**Data shown**
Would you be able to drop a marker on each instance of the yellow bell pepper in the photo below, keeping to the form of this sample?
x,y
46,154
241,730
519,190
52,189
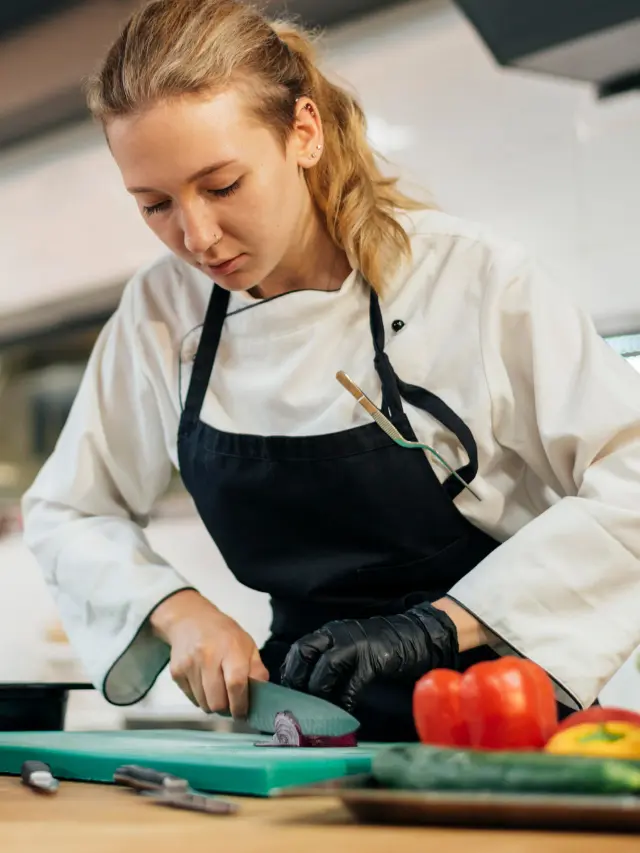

**Exercise aim**
Pull out every line of the records above that contains the word "pepper". Case matters.

**The solution**
Would you be able to drop a marker on each instance of the yellow bell pepper in the photo below, keeping to the form of this sample?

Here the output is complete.